PAGE TEXT ▸
::::

In this example, the one or more light sources 220 are each
configured as an array of LEDs 222 disposed on a substrate 224,
such as a PCB. But, it shall be understood that the one or more
light sources 220 may be configured into other types of light
sources, as previously discussed.
[0039] The thermal management or cooling process of the previous
illumination apparatus 100 operates in the same or similar manner
in illumination apparatus 200. That is, as power is supplied to the
one or more light sources 220 for illumination purposes, heat
generated by the light sources is drawn away from the light sources
by the tubular structure 210. As a consequence, the air within the
channel 216 heats up, rises due to convection, and exits the upper
air port. Cooler air below the tubular structure 210 is drawn into
the channel 216 due to convection. The continuous moving of heated
air away from the channel 216 and cooler air into the channel
allows the one or more light sources 220 to remain cooler or within
a more desirable temperature range.

::::

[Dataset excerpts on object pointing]
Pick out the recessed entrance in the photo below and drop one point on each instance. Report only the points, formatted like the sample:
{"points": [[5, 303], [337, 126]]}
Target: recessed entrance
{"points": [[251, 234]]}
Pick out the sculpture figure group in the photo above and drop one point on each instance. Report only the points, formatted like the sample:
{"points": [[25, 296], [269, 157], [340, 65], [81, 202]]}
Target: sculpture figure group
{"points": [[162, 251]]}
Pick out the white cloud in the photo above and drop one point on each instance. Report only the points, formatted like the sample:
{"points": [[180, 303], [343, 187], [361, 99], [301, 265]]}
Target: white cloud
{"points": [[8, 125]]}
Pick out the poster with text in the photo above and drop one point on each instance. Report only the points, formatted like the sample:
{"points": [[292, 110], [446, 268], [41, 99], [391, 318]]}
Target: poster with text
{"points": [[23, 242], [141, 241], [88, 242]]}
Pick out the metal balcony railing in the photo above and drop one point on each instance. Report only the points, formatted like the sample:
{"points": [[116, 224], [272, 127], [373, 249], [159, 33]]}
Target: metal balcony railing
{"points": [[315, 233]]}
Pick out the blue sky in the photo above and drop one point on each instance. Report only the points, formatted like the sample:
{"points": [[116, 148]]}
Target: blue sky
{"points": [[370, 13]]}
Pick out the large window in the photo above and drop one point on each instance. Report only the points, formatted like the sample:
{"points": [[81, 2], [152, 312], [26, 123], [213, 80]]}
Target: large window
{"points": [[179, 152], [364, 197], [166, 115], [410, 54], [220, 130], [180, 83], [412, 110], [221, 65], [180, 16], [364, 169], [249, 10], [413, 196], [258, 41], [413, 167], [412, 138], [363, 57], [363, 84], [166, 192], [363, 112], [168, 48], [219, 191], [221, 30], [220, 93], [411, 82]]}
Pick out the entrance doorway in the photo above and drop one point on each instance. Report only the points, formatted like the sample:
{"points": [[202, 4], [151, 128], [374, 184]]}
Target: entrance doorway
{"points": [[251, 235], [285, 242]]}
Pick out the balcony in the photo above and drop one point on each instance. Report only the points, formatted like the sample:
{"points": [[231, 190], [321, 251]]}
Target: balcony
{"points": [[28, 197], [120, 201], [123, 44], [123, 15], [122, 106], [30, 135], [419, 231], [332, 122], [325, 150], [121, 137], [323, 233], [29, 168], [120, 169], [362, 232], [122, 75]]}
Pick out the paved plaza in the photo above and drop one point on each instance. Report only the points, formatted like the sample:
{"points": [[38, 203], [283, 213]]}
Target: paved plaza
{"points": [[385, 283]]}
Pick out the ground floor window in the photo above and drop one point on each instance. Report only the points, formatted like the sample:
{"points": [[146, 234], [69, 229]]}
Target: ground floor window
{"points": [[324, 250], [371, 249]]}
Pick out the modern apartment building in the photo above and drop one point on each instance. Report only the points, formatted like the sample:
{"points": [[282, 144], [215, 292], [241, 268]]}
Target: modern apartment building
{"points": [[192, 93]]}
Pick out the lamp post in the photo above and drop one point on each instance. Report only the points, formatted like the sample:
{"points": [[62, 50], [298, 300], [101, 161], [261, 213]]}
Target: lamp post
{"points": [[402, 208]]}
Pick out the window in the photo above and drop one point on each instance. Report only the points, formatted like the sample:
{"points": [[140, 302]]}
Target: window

::::

WHAT YOU SHOULD DO ▸ Repeat the passage from the illumination apparatus text above between "In this example, the" and "as previously discussed.", inclusive.

EXPECTED OUTPUT ▸
In this example, the one or more light sources 220 are each
configured as an array of LEDs 222 disposed on a substrate 224,
such as a PCB. But, it shall be understood that the one or more
light sources 220 may be configured into other types of light
sources, as previously discussed.